▸ **TASK**: Render the records below as a two-column CSV with the columns "request" and "answer", one row per record. Put each record's text and its answer in a single quoted field, replace line breaks with spaces, and leave the pictures out.

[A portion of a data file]
┄┄┄┄┄┄┄┄┄┄
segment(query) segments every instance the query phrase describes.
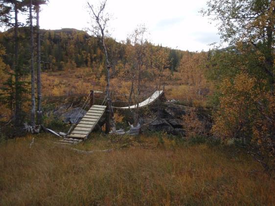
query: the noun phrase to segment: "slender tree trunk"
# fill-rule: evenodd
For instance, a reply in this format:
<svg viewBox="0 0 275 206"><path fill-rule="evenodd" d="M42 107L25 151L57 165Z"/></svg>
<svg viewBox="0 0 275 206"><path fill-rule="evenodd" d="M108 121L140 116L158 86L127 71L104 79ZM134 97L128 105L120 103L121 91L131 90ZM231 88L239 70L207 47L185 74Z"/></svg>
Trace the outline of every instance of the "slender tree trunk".
<svg viewBox="0 0 275 206"><path fill-rule="evenodd" d="M101 30L102 37L101 37L101 42L102 43L102 45L103 46L103 49L104 50L104 53L105 54L105 58L106 59L106 64L107 65L107 85L106 85L106 96L107 99L107 113L110 114L108 114L106 123L106 133L109 133L110 130L110 126L115 130L115 124L114 121L114 111L113 110L113 106L112 106L112 100L111 99L111 96L110 95L110 62L108 59L108 55L107 53L107 50L105 45L105 43L104 42L104 32ZM110 116L109 116L110 115ZM110 122L111 121L111 122Z"/></svg>
<svg viewBox="0 0 275 206"><path fill-rule="evenodd" d="M41 48L40 41L40 28L39 25L39 12L40 6L38 3L36 6L36 27L37 29L37 124L43 124L43 114L41 108L41 98L42 97L41 92Z"/></svg>
<svg viewBox="0 0 275 206"><path fill-rule="evenodd" d="M16 1L14 2L15 21L14 41L15 41L15 125L19 126L21 121L21 92L20 81L20 68L18 60L18 8Z"/></svg>
<svg viewBox="0 0 275 206"><path fill-rule="evenodd" d="M271 87L272 92L274 92L274 52L273 43L274 41L274 18L275 16L275 3L272 0L270 3L271 16L269 21L268 26L267 28L267 51L265 54L265 70L269 76L269 82Z"/></svg>
<svg viewBox="0 0 275 206"><path fill-rule="evenodd" d="M32 24L32 0L30 0L29 18L30 23L30 52L31 52L31 110L30 122L32 126L35 125L35 73L34 66L33 54L33 25Z"/></svg>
┄┄┄┄┄┄┄┄┄┄
▸ **TASK RESPONSE**:
request,answer
"segment(query) segments every instance the query phrase describes. query: the noun phrase to segment: ""slender tree trunk"" # fill-rule: evenodd For instance, a reply in this format: <svg viewBox=""0 0 275 206""><path fill-rule=""evenodd"" d=""M42 107L25 151L57 165Z""/></svg> <svg viewBox=""0 0 275 206""><path fill-rule=""evenodd"" d=""M108 121L140 116L158 86L127 71L104 79ZM134 97L128 105L120 103L121 91L131 90ZM231 88L239 70L207 47L185 74Z""/></svg> Trace the outline of every instance of the ""slender tree trunk"".","<svg viewBox=""0 0 275 206""><path fill-rule=""evenodd"" d=""M101 30L102 37L101 37L101 42L102 43L102 45L103 46L103 49L104 50L104 53L105 54L105 58L106 59L106 64L107 65L107 85L106 85L106 96L107 99L107 113L110 114L108 114L106 123L106 133L109 133L110 130L110 126L115 130L115 124L114 121L114 111L113 110L113 106L112 106L112 100L111 99L111 96L110 95L110 62L108 59L108 55L107 53L107 50L105 45L105 43L104 42L104 32ZM110 116L109 116L110 115ZM110 122L111 121L111 122Z""/></svg> <svg viewBox=""0 0 275 206""><path fill-rule=""evenodd"" d=""M41 48L40 41L40 28L39 25L39 12L40 6L38 3L36 6L36 27L37 29L37 124L43 124L43 114L41 108L41 98L42 97L41 92Z""/></svg> <svg viewBox=""0 0 275 206""><path fill-rule=""evenodd"" d=""M16 1L14 2L15 21L14 41L15 41L15 125L19 126L21 121L21 92L20 81L20 68L18 60L18 8Z""/></svg> <svg viewBox=""0 0 275 206""><path fill-rule=""evenodd"" d=""M271 87L272 92L274 92L274 52L273 43L274 41L274 18L275 16L275 3L272 0L270 3L271 16L269 21L268 26L267 28L267 51L265 54L265 70L269 76L269 82Z""/></svg> <svg viewBox=""0 0 275 206""><path fill-rule=""evenodd"" d=""M32 24L32 0L30 0L29 18L30 23L30 52L31 52L31 110L30 122L32 126L35 125L35 73L34 66L33 54L33 25Z""/></svg>"